**Instruction:** Please format every line of the listing below as a numbered list, leaving out the blank lines.

Data records

************

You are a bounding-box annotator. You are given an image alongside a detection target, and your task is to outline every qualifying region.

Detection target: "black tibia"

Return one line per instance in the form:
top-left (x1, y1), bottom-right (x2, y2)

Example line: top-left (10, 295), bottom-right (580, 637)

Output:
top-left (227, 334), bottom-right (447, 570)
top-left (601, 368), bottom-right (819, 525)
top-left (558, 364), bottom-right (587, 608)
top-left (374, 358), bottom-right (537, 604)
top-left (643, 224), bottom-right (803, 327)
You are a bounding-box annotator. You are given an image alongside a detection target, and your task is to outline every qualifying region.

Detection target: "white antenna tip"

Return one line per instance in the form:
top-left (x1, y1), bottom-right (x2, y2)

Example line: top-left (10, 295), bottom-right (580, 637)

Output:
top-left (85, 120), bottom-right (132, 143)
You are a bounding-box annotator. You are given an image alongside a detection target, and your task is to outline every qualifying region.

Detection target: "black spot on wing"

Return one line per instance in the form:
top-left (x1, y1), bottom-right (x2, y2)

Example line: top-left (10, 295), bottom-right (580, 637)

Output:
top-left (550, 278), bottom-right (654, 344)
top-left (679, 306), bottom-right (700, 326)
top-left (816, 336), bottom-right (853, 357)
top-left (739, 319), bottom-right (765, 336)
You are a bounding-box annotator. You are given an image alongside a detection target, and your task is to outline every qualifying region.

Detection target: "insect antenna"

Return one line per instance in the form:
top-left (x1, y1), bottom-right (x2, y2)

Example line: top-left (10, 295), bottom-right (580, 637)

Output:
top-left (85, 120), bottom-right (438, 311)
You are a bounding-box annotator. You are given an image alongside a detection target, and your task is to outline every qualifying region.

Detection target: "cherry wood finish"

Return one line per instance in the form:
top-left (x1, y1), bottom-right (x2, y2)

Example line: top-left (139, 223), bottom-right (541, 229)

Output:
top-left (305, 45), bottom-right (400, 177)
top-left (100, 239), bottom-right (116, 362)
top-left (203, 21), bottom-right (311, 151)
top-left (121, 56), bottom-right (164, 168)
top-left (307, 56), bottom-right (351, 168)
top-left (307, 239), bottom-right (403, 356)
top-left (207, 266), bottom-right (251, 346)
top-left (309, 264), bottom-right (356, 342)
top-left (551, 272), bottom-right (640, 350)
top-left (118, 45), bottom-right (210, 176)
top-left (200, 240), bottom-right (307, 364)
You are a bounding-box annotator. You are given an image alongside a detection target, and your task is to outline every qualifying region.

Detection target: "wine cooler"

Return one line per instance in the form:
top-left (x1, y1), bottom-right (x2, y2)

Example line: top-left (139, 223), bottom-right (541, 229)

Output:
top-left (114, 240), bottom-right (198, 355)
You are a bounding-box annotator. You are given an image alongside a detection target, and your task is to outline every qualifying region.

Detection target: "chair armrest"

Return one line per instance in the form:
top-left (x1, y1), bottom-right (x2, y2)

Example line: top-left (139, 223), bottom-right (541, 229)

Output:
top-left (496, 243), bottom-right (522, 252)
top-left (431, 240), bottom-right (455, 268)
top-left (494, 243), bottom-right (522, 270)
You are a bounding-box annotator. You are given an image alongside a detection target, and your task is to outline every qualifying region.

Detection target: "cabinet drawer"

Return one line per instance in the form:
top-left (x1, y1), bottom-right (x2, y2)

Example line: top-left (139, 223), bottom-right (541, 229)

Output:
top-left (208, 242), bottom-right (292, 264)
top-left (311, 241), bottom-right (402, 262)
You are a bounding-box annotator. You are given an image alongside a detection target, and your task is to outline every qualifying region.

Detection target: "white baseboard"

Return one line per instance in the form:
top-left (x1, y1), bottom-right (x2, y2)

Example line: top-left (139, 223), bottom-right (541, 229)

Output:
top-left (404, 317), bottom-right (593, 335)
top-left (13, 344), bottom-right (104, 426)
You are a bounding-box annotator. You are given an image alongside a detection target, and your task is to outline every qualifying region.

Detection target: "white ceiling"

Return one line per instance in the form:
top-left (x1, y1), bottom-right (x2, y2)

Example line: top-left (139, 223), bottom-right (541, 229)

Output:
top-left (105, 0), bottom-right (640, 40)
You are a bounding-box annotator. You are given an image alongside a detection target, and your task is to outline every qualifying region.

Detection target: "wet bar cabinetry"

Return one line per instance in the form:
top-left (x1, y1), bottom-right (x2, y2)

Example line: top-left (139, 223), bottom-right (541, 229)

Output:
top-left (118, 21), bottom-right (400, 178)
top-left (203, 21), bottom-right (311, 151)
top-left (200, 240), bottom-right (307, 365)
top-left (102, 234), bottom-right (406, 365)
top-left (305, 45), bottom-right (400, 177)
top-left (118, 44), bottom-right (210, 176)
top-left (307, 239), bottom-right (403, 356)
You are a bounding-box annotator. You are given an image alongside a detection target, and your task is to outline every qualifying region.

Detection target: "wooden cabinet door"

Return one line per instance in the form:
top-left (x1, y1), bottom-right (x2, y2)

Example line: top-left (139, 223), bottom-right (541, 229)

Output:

************

**The response:**
1. You are a bounding-box annotator. You are given an image alongside a detection target, and your task is to outline every qualifying region.
2. Detection target: "black tibia"
3. Return one line per instance in the form:
4. top-left (x1, y1), bottom-right (x2, y2)
5. Example line: top-left (10, 295), bottom-right (580, 637)
6. Output:
7. top-left (227, 334), bottom-right (447, 570)
8. top-left (601, 368), bottom-right (819, 525)
9. top-left (558, 364), bottom-right (587, 608)
10. top-left (374, 358), bottom-right (537, 604)
11. top-left (643, 224), bottom-right (803, 327)
12. You are a bounding-box annotator. You are given an image alongside a detection target, and your task is to outline every qualifying region.
13. Detection target: "white antenna tip"
14. Return one line per instance in the form:
15. top-left (x1, y1), bottom-right (x2, y2)
16. Example line: top-left (10, 295), bottom-right (580, 637)
17. Output:
18. top-left (85, 120), bottom-right (132, 143)
19. You are a bounding-box annotator. You are given an image alongside a detection target, and your task is to outline every qualifying region.
20. Detection target: "black spot on wing"
21. Return one line per instance in the form:
22. top-left (x1, y1), bottom-right (x2, y2)
23. Example line: top-left (10, 295), bottom-right (580, 637)
24. Output:
25. top-left (550, 278), bottom-right (654, 344)
26. top-left (679, 306), bottom-right (700, 326)
27. top-left (816, 336), bottom-right (853, 357)
28. top-left (739, 319), bottom-right (765, 336)
29. You are a bounding-box annotator. You are given an image alongside a detection target, and your task is to outline every qualifying region.
30. Detection target: "insect antenna"
31. Return one line per instance in the form:
32. top-left (x1, y1), bottom-right (x2, y2)
33. Example line: top-left (10, 295), bottom-right (580, 637)
34. Output:
35. top-left (85, 120), bottom-right (438, 311)
36. You are a bounding-box annotator. You are given an image alongside a detection target, and your task is to outline every qualifying region.
37. Detection target: "cherry wood finish"
38. Return one line per instance in the form:
39. top-left (x1, y1), bottom-right (x2, y2)
40. Example line: top-left (139, 223), bottom-right (541, 229)
41. Output:
42. top-left (305, 45), bottom-right (400, 177)
43. top-left (100, 239), bottom-right (116, 362)
44. top-left (203, 21), bottom-right (311, 151)
45. top-left (121, 56), bottom-right (164, 168)
46. top-left (307, 56), bottom-right (351, 168)
47. top-left (307, 239), bottom-right (403, 356)
48. top-left (207, 266), bottom-right (251, 346)
49. top-left (309, 264), bottom-right (356, 342)
50. top-left (551, 272), bottom-right (640, 350)
51. top-left (118, 45), bottom-right (210, 176)
52. top-left (200, 240), bottom-right (307, 364)
53. You are a bounding-box annotator. You are given an image alongside a detection target, and your task is to outline every qualifying region.
54. Detection target: "wine cooler"
55. Return one line per instance in the form:
56. top-left (x1, y1), bottom-right (x2, y2)
57. Example line: top-left (139, 223), bottom-right (541, 229)
58. Output:
59. top-left (114, 240), bottom-right (198, 355)
60. You are a bounding-box annotator. You are given an image alongside a detection target, and your task is to outline every qualifying region.
61. Detection target: "chair armrest"
62. Return one line per instance in the form:
63. top-left (x1, y1), bottom-right (x2, y2)
64. Example line: top-left (139, 223), bottom-right (541, 229)
65. Output:
66. top-left (496, 243), bottom-right (522, 252)
67. top-left (431, 240), bottom-right (455, 268)
68. top-left (494, 243), bottom-right (522, 270)
69. You are a bounding-box annotator. You are given an image alongside a detection target, and your task is to outline every qualifying region.
70. Detection target: "cabinet drawer"
71. Return one line per instance in the form:
72. top-left (x1, y1), bottom-right (x2, y2)
73. Example line: top-left (139, 223), bottom-right (541, 229)
74. Output:
75. top-left (208, 242), bottom-right (292, 264)
76. top-left (311, 241), bottom-right (402, 262)
77. You are a bounding-box annotator. You are given an image alongside a detection target, and your task is to outline every qualifying region.
78. Detection target: "white baseboard"
79. Return one line per instance in the form:
80. top-left (x1, y1), bottom-right (x2, y2)
81. Example line: top-left (139, 223), bottom-right (541, 229)
82. Output:
83. top-left (404, 317), bottom-right (593, 335)
84. top-left (13, 344), bottom-right (104, 426)
85. You are a bounding-box annotator. You are given an image alongside a detection target, and your task is to outline every qualifying region.
86. Detection target: "white ceiling"
87. Return one line per instance in the form:
88. top-left (x1, y1), bottom-right (x2, y2)
89. Example line: top-left (139, 223), bottom-right (541, 229)
90. Output:
91. top-left (105, 0), bottom-right (640, 40)
92. You are a bounding-box annotator. You are given an image alongside a detection target, and your task is to outline every qualifying region.
93. Detection target: "wet bar cabinetry"
94. Return one line per instance in the form:
95. top-left (x1, y1), bottom-right (x2, y2)
96. Example line: top-left (139, 223), bottom-right (541, 229)
97. Output:
98. top-left (118, 21), bottom-right (400, 178)
99. top-left (203, 21), bottom-right (311, 151)
100. top-left (200, 240), bottom-right (307, 365)
101. top-left (102, 234), bottom-right (406, 365)
102. top-left (305, 45), bottom-right (400, 177)
103. top-left (118, 44), bottom-right (210, 176)
104. top-left (307, 239), bottom-right (403, 356)
105. You are a bounding-box annotator. You are given an image alongside a detection target, and your task is to outline every qualifying region.
106. Detection target: "wooden cabinet door"
107. Return one line per instance in the form:
108. top-left (x1, y1), bottom-right (x2, y2)
109. Example line: top-left (139, 223), bottom-right (541, 229)
110. Output:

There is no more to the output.